Start of Supplied data
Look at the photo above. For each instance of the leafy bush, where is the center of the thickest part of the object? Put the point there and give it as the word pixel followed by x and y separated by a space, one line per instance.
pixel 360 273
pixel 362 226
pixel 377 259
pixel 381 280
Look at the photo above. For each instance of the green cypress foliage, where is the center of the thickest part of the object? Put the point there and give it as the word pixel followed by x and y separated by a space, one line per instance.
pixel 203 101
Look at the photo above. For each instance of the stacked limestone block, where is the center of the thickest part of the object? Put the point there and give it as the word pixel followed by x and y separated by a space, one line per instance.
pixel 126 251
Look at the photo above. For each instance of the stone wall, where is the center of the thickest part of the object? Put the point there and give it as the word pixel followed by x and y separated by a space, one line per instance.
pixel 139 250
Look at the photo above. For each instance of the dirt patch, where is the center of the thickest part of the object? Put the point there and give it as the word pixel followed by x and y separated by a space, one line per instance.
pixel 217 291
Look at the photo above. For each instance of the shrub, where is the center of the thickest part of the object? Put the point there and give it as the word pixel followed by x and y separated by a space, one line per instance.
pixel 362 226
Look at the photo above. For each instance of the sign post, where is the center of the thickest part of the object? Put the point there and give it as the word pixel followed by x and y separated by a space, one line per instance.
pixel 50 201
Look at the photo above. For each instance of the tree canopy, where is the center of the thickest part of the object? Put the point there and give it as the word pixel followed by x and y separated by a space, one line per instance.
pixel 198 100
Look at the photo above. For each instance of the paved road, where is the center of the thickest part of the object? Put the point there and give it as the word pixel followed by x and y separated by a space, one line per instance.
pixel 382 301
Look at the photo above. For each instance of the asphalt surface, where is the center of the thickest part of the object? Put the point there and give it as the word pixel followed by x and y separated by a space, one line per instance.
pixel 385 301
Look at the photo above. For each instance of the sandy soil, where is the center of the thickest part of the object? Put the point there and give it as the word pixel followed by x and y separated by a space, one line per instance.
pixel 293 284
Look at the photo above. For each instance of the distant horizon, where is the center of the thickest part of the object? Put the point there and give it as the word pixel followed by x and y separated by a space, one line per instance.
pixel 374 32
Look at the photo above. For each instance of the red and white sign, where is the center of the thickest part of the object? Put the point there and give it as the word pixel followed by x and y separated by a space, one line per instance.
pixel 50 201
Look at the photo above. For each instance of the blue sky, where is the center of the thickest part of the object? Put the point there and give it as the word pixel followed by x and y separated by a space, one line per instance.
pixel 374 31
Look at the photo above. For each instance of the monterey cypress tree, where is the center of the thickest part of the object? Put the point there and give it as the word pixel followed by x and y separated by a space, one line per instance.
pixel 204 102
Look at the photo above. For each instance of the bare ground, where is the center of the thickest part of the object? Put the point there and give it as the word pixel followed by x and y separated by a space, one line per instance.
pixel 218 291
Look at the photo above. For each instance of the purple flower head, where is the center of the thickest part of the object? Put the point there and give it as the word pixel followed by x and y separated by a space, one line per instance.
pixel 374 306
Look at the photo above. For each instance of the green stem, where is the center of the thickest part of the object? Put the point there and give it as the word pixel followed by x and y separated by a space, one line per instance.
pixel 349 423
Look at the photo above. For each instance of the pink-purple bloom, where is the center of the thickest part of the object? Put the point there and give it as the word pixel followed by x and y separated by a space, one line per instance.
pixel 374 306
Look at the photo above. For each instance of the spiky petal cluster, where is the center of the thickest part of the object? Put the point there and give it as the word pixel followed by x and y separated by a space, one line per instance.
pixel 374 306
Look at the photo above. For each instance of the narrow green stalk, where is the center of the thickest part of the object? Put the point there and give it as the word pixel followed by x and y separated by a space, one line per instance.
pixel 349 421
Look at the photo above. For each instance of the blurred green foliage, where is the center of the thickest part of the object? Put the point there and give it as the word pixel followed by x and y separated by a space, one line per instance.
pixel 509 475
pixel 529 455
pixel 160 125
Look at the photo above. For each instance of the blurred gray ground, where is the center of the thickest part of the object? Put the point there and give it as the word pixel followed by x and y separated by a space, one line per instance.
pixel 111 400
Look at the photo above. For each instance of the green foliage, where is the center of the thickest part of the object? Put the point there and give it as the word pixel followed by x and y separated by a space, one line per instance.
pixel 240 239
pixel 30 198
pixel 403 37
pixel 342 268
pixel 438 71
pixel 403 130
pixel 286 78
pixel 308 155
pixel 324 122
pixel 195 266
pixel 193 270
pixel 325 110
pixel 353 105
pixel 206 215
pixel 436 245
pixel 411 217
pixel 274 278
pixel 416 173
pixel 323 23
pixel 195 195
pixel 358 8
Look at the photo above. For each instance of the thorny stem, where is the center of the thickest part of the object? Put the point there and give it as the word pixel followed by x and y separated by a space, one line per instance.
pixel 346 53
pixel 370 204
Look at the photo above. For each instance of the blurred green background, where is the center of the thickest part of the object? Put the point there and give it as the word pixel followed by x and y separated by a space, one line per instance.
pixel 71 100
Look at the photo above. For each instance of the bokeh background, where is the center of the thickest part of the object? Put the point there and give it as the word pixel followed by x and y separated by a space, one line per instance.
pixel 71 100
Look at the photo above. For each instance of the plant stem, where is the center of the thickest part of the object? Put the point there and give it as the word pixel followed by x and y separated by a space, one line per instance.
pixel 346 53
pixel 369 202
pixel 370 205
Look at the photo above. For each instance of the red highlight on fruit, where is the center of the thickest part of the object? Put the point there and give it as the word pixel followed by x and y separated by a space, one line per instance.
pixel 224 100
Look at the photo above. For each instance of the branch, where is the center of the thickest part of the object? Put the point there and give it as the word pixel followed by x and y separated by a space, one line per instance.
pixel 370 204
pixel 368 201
End of Supplied data
Given task:
Set down all of the data above, word for word.

Task solution:
Look at the photo above. For each instance of the leafy bush, where is the center of the thickest part of the object? Put the point there and give it as the word pixel followed by x and y separated by a space, one line per instance.
pixel 360 273
pixel 362 226
pixel 377 259
pixel 381 280
Look at the photo above. For each instance of the green cypress foliage, where is the center of the thickest part of the object? Put the point there and give it as the word pixel followed by x and y separated by a space, one line per instance.
pixel 203 101
Look at the photo above. For each instance of the stacked limestone block, where is the center of the thickest part of the object? Put the point there and give it as the word pixel followed by x and y separated by a space, one line per instance.
pixel 126 251
Look at the photo above. For each instance of the stone wall, where is the center of the thickest part of the object? Put the point there and give it as the word pixel followed by x and y separated by a space, one line per instance.
pixel 139 250
Look at the photo above. For each instance of the dirt patch, where is the center of the thickest part of the object? Put the point there and give it as the word pixel followed by x and y separated by a space, one line per instance.
pixel 217 291
Look at the photo above. For each instance of the shrub, where is the center of the thickest part of the object? Put the point there and give it as the word pixel followed by x and y separated by a space, one line per instance.
pixel 362 226
Look at the photo above. For each instance of the sign post, where is the center of the thickest part of the object? Put the point there and give it as the word pixel followed by x and y separated by a space, one line per instance.
pixel 50 201
Look at the photo above. For each instance of the tree canopy, where is the center of the thickest part of the object? Put the point there and give it as the word pixel followed by x and y separated by a space, one line per instance.
pixel 198 100
Look at the photo above. For each instance of the paved road, where is the center of the thickest part of the object? Put the point there and give it as the word pixel followed by x and y separated by a space, one line per instance.
pixel 382 301
Look at the photo above. For each instance of the asphalt surface, where is the center of the thickest part of the object? Put the point there and give it as the word pixel followed by x and y separated by a space, one line per instance.
pixel 385 301
Look at the photo above. For each instance of the sandy soil, where is the center of the thickest part of the object? Put the point there and give it as the word pixel followed by x and y separated by a space, one line per instance.
pixel 293 284
Look at the photo above. For each instance of the distant horizon, where is the center of the thickest part of the object? Put the point there and give it as the word pixel followed by x and y separated by a space, one line per instance.
pixel 374 32
Look at the photo above. For each instance of the red and white sign, where is the center of the thickest part of the object? Put the point there and give it as the word pixel followed by x and y separated by a space, one line per instance.
pixel 50 201
Look at the photo above. For each instance of the blue sky, where is the center of the thickest part of the object? Put the point there and give it as the word pixel followed by x and y separated by a space, one line per instance.
pixel 374 31
Look at the photo above. For each instance of the monterey cypress tree, where is the center of the thickest part of the object? Put the point there and give it as the word pixel followed by x and y separated by a space, one line per instance.
pixel 204 102
Look at the photo above. For each instance of the bare ground, where is the center of the thickest part of the object? Put the point there and give it as the word pixel followed by x and y separated by a space, one line per instance.
pixel 218 291
Look at the photo above. For each instance of the purple flower head, where is the center of the thickest part of the object? Put the point there and give it as the word pixel followed by x and y separated by a space, one line per instance.
pixel 374 306
Look at the photo above. For each instance of the green stem, where is the center of the thickest part of the object? Put the point there and give it as the word pixel followed by x and y separated by a space, one line per instance.
pixel 349 423
Look at the photo above. For each instance of the pink-purple bloom, where is the center of the thickest part of the object? Put the point there and give it as the word pixel followed by x and y separated by a space, one line per instance.
pixel 374 306
Look at the photo above. For each instance of the spiky petal cluster, where is the center of the thickest part of the object? Put the point there and give it as the word pixel followed by x and y separated by a space, one line per instance.
pixel 374 306
Look at the photo above. For each instance of the narrow green stalk, where is the center of the thickest part of the object? Put the point there and give it as the word pixel followed by x and y separated by a space, one line per instance.
pixel 349 421
Look at the photo above. For each instance of the blurred green foliage, where is the center of the thickest part of the object? Put the point there and give it as the word pixel followed by x and y separated by a space, one line per instance.
pixel 509 475
pixel 529 455
pixel 160 125
Look at the photo above. For each instance of the blurred gray ground, where is the center of the thickest part of the object? Put the point there and give it as the word pixel followed by x and y separated by a space, one line per instance.
pixel 111 400
Look at the photo above. For each instance of the green foliage, where is the center of the thickest part of the object? Put the point there and give it as the word pixel followed by x and y separated by a space, one line per instance.
pixel 240 239
pixel 30 198
pixel 403 37
pixel 342 268
pixel 438 71
pixel 403 130
pixel 286 78
pixel 308 155
pixel 324 122
pixel 195 266
pixel 193 270
pixel 325 110
pixel 353 105
pixel 206 215
pixel 436 245
pixel 411 217
pixel 274 278
pixel 416 173
pixel 323 23
pixel 195 195
pixel 358 8
Look at the photo above. For each instance of the thorny stem, where is the center of the thickest part of the object? Put the point there and give it as the word pixel followed by x and y separated by a space, one line per instance.
pixel 346 53
pixel 370 204
Look at the photo above. For each instance of the blurred green background, where is the center of the thickest part of the object? Put the point there and give it as the word pixel followed by x and y separated by a space, one line per instance.
pixel 71 100
Look at the photo above. For each instance of the bokeh background, where is the center of the thickest part of the object? Put the point there and give it as the word pixel followed by x and y separated by a space, one line per instance.
pixel 71 100
Look at the photo above. For each instance of the plant stem, where is the center of the thickest part of the object? Put the point there and give it as the word pixel followed by x and y separated by a space, one line per instance.
pixel 346 53
pixel 369 202
pixel 370 205
Look at the photo above. For each instance of the red highlight on fruit, where is the center of the thickest part of the object? Put the point there and give it as the word pixel followed by x and y separated by a space, one line per instance.
pixel 224 100
Look at the photo above. For each instance of the branch, where is the center of the thickest part of the object? Put the point there and give it as the word pixel followed by x and y separated by a space, one line per instance.
pixel 370 204
pixel 368 201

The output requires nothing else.